DATA SHOWN:
★ ★ ★ ★ ★ ★ ★

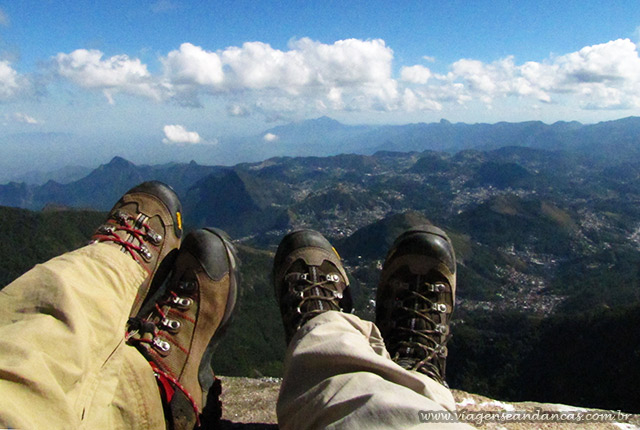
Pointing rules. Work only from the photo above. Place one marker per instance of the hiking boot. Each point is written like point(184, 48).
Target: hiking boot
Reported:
point(147, 224)
point(179, 335)
point(308, 279)
point(415, 299)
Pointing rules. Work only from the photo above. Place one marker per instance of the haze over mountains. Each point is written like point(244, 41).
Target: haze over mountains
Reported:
point(36, 158)
point(547, 241)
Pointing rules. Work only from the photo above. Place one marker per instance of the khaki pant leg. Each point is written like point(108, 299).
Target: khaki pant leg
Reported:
point(63, 359)
point(338, 374)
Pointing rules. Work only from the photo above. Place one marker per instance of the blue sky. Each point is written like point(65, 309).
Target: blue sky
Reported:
point(193, 72)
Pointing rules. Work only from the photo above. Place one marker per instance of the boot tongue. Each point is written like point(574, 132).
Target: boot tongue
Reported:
point(315, 277)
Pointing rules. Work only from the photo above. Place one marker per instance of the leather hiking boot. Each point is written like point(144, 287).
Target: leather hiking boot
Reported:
point(179, 335)
point(308, 279)
point(147, 224)
point(415, 299)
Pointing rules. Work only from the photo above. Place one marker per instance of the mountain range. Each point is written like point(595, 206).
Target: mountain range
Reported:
point(547, 243)
point(37, 157)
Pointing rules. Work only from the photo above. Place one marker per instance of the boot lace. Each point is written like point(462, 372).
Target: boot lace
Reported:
point(137, 228)
point(420, 329)
point(144, 334)
point(312, 294)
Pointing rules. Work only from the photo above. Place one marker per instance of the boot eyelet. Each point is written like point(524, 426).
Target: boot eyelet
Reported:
point(182, 302)
point(146, 254)
point(162, 345)
point(106, 229)
point(187, 286)
point(439, 307)
point(333, 277)
point(171, 325)
point(154, 237)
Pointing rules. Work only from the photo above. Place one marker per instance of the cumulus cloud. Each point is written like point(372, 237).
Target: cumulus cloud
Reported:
point(178, 134)
point(4, 18)
point(24, 118)
point(415, 74)
point(599, 76)
point(310, 77)
point(270, 137)
point(238, 110)
point(193, 65)
point(120, 73)
point(360, 71)
point(11, 82)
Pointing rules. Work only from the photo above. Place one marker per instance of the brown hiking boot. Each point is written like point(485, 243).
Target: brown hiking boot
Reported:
point(147, 224)
point(179, 335)
point(415, 299)
point(308, 279)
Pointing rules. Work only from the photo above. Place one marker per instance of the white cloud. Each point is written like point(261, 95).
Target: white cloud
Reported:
point(311, 72)
point(600, 76)
point(23, 117)
point(119, 73)
point(237, 110)
point(415, 74)
point(270, 137)
point(178, 134)
point(161, 6)
point(4, 18)
point(193, 65)
point(351, 75)
point(9, 81)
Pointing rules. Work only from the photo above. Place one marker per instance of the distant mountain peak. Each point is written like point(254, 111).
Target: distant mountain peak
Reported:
point(119, 162)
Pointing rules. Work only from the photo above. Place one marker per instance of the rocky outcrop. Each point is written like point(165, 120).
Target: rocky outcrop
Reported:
point(249, 404)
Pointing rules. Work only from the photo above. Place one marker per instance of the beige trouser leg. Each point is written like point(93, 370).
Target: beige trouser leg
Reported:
point(63, 360)
point(338, 374)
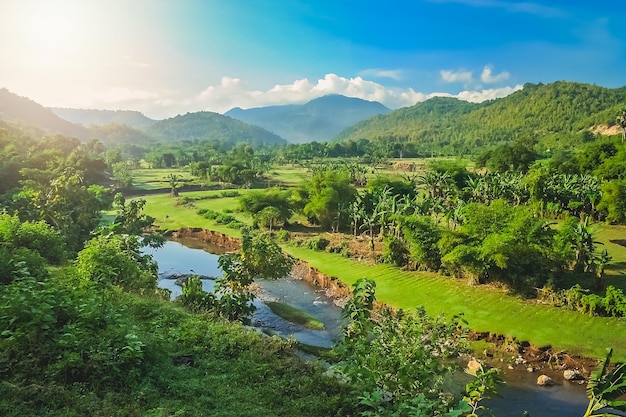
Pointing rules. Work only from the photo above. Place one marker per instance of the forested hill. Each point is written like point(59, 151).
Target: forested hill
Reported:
point(29, 116)
point(211, 126)
point(555, 114)
point(318, 120)
point(91, 117)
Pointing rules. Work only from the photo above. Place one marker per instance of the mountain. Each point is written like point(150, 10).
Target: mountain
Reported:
point(318, 120)
point(30, 116)
point(211, 126)
point(556, 114)
point(91, 117)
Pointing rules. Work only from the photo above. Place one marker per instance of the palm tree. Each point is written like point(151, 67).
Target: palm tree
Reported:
point(604, 389)
point(174, 181)
point(584, 246)
point(621, 121)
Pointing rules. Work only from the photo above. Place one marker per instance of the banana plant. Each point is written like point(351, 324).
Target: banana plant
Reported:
point(605, 388)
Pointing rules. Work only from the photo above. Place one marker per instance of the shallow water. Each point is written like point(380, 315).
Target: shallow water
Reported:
point(192, 257)
point(521, 393)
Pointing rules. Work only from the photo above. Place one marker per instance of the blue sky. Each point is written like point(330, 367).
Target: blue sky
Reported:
point(166, 57)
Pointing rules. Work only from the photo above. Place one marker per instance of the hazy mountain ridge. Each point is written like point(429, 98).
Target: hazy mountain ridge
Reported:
point(25, 114)
point(553, 113)
point(318, 120)
point(21, 114)
point(210, 126)
point(94, 117)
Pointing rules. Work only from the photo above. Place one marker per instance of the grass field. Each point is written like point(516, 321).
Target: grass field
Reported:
point(485, 308)
point(151, 179)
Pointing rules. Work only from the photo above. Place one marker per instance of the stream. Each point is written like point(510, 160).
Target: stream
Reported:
point(185, 256)
point(519, 394)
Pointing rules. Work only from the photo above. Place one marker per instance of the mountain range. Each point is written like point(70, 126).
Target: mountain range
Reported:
point(556, 114)
point(318, 120)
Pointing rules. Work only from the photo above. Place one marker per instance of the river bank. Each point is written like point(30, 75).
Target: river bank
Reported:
point(507, 353)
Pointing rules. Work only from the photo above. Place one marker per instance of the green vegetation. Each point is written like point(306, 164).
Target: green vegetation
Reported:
point(554, 113)
point(530, 229)
point(294, 315)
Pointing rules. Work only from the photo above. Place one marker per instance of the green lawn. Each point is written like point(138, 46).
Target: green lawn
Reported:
point(150, 179)
point(485, 308)
point(170, 216)
point(616, 270)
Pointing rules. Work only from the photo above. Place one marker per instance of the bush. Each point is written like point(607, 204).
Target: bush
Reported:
point(283, 235)
point(230, 193)
point(395, 251)
point(317, 243)
point(210, 214)
point(108, 260)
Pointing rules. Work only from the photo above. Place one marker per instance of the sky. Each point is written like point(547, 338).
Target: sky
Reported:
point(170, 57)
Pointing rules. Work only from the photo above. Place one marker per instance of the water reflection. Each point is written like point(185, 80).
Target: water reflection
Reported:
point(192, 257)
point(519, 394)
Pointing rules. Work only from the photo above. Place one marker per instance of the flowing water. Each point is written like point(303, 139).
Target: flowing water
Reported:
point(189, 256)
point(521, 393)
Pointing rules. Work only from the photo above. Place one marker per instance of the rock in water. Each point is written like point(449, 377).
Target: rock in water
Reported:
point(545, 381)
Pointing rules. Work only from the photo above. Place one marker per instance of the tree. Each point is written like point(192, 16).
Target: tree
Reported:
point(109, 260)
point(67, 203)
point(604, 389)
point(621, 121)
point(256, 201)
point(122, 174)
point(613, 201)
point(396, 359)
point(422, 235)
point(174, 181)
point(584, 245)
point(258, 257)
point(269, 217)
point(329, 194)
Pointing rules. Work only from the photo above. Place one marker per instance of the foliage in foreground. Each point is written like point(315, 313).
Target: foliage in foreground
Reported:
point(401, 362)
point(258, 257)
point(605, 388)
point(72, 351)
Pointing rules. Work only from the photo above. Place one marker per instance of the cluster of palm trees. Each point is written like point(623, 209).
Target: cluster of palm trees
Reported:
point(382, 213)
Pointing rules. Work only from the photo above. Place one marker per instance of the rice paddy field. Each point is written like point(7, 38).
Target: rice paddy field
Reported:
point(485, 308)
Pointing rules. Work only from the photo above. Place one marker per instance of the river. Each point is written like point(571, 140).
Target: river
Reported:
point(519, 394)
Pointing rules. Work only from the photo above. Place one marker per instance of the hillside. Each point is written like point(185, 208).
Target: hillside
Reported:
point(318, 120)
point(211, 126)
point(30, 116)
point(89, 117)
point(555, 114)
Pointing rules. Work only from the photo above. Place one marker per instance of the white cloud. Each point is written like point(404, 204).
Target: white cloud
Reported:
point(536, 9)
point(231, 92)
point(460, 76)
point(487, 94)
point(488, 77)
point(234, 92)
point(382, 73)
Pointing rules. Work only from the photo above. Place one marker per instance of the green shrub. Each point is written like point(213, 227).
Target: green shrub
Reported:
point(395, 251)
point(317, 243)
point(230, 193)
point(108, 260)
point(283, 235)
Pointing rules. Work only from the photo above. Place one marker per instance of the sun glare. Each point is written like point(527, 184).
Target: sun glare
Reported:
point(53, 33)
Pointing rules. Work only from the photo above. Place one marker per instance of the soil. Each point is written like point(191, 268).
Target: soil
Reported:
point(502, 351)
point(621, 242)
point(520, 356)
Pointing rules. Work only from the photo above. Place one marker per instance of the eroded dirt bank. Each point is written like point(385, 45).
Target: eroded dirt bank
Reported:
point(503, 352)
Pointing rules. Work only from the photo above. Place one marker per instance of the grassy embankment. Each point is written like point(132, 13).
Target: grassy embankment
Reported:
point(191, 366)
point(485, 308)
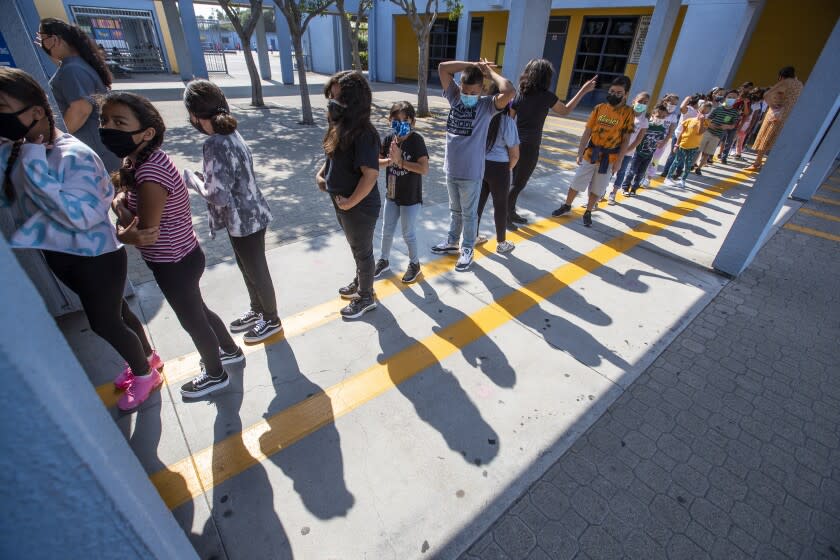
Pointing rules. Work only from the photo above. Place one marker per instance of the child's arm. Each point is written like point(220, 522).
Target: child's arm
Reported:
point(447, 71)
point(564, 109)
point(80, 200)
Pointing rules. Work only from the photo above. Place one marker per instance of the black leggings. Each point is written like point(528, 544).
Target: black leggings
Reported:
point(99, 282)
point(179, 283)
point(250, 257)
point(496, 183)
point(529, 154)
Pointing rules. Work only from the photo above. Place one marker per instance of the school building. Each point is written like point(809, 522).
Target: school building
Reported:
point(703, 43)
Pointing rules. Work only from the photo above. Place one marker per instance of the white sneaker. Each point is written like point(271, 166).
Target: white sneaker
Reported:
point(505, 247)
point(465, 260)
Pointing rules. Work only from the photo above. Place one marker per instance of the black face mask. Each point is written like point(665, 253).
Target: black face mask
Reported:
point(12, 128)
point(335, 110)
point(120, 142)
point(614, 99)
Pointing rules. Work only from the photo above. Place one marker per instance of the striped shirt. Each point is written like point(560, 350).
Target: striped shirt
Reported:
point(177, 237)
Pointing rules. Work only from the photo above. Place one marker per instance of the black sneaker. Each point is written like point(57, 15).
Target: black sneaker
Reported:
point(517, 219)
point(381, 266)
point(262, 330)
point(245, 322)
point(203, 384)
point(231, 357)
point(349, 291)
point(562, 210)
point(412, 273)
point(358, 307)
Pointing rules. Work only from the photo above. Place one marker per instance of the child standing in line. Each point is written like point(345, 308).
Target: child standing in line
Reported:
point(60, 194)
point(688, 142)
point(406, 160)
point(153, 209)
point(640, 123)
point(502, 156)
point(466, 138)
point(655, 133)
point(234, 203)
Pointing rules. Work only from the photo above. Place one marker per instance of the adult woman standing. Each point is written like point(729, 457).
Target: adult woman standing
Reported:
point(780, 100)
point(349, 176)
point(82, 73)
point(530, 107)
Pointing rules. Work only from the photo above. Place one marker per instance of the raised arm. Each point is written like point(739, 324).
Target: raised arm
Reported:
point(564, 109)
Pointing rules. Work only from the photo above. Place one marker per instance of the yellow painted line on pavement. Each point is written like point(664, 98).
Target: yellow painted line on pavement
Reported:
point(188, 478)
point(826, 199)
point(811, 231)
point(818, 214)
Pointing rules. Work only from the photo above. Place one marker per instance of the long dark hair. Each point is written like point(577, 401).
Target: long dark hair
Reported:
point(19, 85)
point(355, 119)
point(536, 77)
point(496, 121)
point(82, 43)
point(149, 117)
point(206, 100)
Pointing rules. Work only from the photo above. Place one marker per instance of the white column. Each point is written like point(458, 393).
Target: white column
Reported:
point(656, 44)
point(802, 131)
point(527, 28)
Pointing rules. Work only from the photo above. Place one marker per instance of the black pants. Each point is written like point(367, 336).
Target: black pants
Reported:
point(359, 224)
point(529, 154)
point(250, 257)
point(179, 283)
point(496, 184)
point(99, 282)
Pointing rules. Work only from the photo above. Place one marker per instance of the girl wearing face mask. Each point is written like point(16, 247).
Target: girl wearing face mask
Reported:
point(234, 203)
point(640, 123)
point(60, 195)
point(153, 209)
point(406, 161)
point(670, 101)
point(349, 175)
point(82, 73)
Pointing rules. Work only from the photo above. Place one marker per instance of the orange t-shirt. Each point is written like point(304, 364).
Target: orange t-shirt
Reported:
point(609, 125)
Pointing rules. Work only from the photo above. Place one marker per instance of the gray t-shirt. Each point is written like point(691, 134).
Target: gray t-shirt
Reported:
point(73, 80)
point(507, 137)
point(466, 135)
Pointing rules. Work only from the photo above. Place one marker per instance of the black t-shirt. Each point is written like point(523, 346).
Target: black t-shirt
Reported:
point(408, 185)
point(344, 168)
point(531, 112)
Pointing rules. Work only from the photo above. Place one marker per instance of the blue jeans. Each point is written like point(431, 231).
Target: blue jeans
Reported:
point(407, 216)
point(463, 210)
point(619, 177)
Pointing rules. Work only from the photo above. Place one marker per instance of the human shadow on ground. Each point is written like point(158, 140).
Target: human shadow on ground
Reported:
point(314, 463)
point(435, 392)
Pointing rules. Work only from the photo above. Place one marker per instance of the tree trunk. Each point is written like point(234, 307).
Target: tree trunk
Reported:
point(305, 104)
point(256, 81)
point(423, 73)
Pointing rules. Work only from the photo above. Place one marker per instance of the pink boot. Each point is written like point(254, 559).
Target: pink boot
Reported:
point(139, 390)
point(126, 376)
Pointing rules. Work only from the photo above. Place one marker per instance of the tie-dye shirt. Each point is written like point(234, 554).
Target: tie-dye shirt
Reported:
point(234, 201)
point(63, 198)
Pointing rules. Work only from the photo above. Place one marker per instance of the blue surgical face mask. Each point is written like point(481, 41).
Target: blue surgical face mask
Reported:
point(401, 128)
point(469, 101)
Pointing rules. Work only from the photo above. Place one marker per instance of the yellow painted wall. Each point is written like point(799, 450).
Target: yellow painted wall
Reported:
point(789, 33)
point(166, 37)
point(669, 51)
point(405, 49)
point(51, 8)
point(573, 38)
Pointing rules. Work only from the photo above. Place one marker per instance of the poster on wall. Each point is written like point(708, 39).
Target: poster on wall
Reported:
point(5, 54)
point(639, 40)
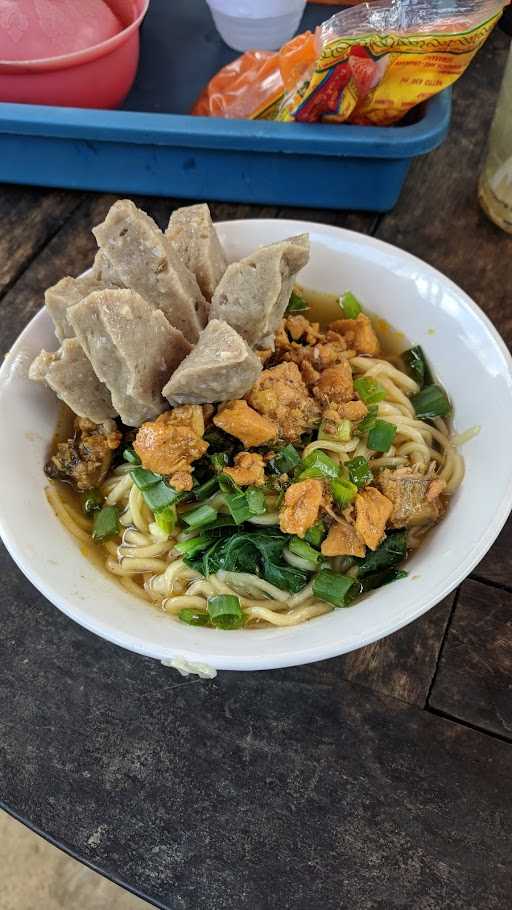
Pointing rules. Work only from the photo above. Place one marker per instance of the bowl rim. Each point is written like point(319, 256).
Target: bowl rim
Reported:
point(63, 61)
point(279, 655)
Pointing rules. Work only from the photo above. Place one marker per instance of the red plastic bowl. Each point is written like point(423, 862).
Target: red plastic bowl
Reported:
point(100, 76)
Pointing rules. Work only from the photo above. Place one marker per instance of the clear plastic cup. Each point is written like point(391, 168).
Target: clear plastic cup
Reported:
point(256, 24)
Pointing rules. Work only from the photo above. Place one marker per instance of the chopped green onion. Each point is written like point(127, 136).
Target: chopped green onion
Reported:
point(200, 517)
point(206, 489)
point(332, 587)
point(318, 464)
point(296, 304)
point(303, 549)
point(225, 611)
point(431, 402)
point(193, 617)
point(368, 422)
point(227, 484)
point(238, 506)
point(145, 479)
point(106, 524)
point(193, 546)
point(219, 461)
point(284, 461)
point(343, 491)
point(369, 390)
point(359, 471)
point(130, 455)
point(316, 534)
point(417, 366)
point(342, 431)
point(92, 501)
point(159, 496)
point(256, 501)
point(381, 436)
point(166, 519)
point(350, 305)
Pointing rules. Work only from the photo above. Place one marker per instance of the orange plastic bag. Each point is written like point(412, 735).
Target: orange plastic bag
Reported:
point(367, 64)
point(252, 87)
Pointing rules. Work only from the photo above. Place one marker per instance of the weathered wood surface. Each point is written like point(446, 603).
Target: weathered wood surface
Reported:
point(29, 217)
point(474, 678)
point(260, 791)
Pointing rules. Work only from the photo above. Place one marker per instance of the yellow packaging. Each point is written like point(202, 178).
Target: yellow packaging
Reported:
point(368, 64)
point(376, 78)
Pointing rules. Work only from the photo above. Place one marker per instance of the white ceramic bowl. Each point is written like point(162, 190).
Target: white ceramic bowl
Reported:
point(469, 358)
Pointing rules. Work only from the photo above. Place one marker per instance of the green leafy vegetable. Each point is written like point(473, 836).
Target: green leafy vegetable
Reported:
point(316, 534)
point(106, 524)
point(255, 501)
point(304, 550)
point(381, 436)
point(92, 501)
point(332, 587)
point(284, 461)
point(166, 519)
point(369, 390)
point(257, 552)
point(359, 471)
point(342, 431)
point(205, 489)
point(417, 366)
point(318, 464)
point(130, 455)
point(391, 551)
point(296, 304)
point(193, 617)
point(238, 506)
point(343, 491)
point(159, 495)
point(431, 402)
point(379, 579)
point(350, 305)
point(225, 611)
point(200, 517)
point(219, 461)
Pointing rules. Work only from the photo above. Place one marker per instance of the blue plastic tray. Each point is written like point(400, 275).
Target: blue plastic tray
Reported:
point(152, 146)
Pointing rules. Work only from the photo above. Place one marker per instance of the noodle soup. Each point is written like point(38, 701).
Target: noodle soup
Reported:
point(375, 473)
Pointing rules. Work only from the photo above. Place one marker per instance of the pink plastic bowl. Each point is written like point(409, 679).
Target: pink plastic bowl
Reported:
point(100, 76)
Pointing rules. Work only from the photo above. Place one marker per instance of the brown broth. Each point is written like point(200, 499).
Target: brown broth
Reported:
point(325, 308)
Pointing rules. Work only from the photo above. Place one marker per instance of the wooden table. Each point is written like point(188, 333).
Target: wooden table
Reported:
point(377, 780)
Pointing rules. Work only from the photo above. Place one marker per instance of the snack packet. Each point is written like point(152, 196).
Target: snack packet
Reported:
point(368, 64)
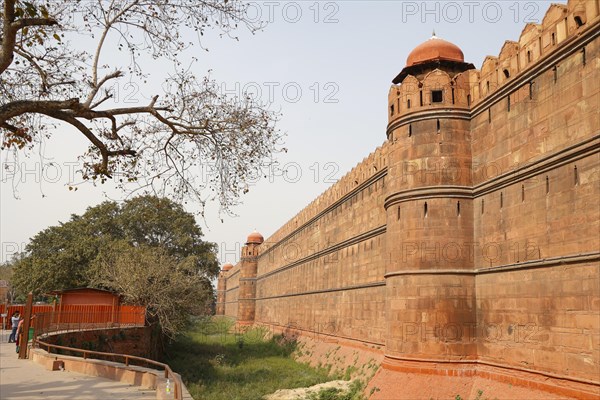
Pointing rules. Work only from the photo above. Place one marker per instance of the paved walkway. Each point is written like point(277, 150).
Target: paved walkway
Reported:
point(23, 379)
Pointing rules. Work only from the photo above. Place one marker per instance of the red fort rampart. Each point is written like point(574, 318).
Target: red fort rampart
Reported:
point(468, 243)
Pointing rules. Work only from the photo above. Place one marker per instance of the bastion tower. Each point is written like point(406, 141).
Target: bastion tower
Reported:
point(247, 286)
point(430, 285)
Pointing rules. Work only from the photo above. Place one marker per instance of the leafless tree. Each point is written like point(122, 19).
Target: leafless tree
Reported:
point(48, 79)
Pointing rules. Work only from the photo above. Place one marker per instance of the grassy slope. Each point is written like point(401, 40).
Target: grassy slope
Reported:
point(217, 365)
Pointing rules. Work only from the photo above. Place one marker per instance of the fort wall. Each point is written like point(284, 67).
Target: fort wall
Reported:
point(471, 234)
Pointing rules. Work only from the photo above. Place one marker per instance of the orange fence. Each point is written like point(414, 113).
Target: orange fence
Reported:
point(52, 318)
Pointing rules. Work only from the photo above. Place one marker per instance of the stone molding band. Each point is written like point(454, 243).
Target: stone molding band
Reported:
point(440, 113)
point(340, 289)
point(559, 158)
point(429, 192)
point(371, 180)
point(542, 263)
point(346, 243)
point(389, 357)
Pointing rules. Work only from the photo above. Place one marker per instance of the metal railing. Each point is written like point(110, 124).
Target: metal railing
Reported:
point(52, 322)
point(169, 374)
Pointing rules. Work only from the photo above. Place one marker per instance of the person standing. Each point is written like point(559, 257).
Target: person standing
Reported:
point(14, 320)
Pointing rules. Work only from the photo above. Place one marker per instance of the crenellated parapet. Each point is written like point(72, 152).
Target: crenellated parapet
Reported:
point(375, 163)
point(446, 81)
point(468, 242)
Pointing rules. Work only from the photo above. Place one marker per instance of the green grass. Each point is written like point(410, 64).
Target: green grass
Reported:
point(218, 365)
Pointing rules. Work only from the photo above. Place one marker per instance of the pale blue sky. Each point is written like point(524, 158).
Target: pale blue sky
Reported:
point(343, 69)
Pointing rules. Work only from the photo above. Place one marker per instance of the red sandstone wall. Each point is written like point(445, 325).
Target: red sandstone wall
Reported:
point(232, 291)
point(539, 201)
point(527, 291)
point(328, 274)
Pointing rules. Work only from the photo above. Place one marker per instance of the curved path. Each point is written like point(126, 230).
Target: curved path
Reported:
point(23, 379)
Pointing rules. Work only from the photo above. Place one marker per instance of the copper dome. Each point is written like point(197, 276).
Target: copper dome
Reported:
point(255, 238)
point(435, 49)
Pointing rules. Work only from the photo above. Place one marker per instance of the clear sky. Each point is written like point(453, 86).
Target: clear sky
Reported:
point(326, 66)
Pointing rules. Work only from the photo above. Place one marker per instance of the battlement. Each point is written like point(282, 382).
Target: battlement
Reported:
point(371, 165)
point(450, 88)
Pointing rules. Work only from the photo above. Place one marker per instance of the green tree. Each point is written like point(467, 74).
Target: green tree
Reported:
point(65, 256)
point(55, 69)
point(170, 288)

★ ★ ★ ★ ★ ★ ★

WHAT IS NEEDED:
Print the part of the records that opens with the line containing "like point(234, 554)." and closes with the line containing "point(639, 40)", reproducing each line unchanged and including both of those lines.

REPLY TO THE TASK:
Pointing rules. Work only from the photo above. Place one marker per instance of the tie-dye shirt. Each point is written like point(234, 554).
Target: tie-dye shirt
Reported:
point(234, 201)
point(63, 198)
Pointing rules. Work only from the photo above. Place one marker per instance of the blue surgical face mask. Each point is written like point(481, 41).
Target: blue surgical face mask
Reported:
point(401, 128)
point(469, 101)
Pointing rules. Work only from the photo above. Place one marker per instance of the yellow painted wall. Each point is written like point(799, 450).
Target: yellow painted wall
Reported:
point(789, 33)
point(166, 37)
point(669, 51)
point(405, 49)
point(51, 8)
point(573, 38)
Pointing rules. Work only from the photo above. Place one marker per instance of the poster on wall. Each point is written like point(708, 39).
Target: poster on wall
Reported:
point(5, 54)
point(639, 40)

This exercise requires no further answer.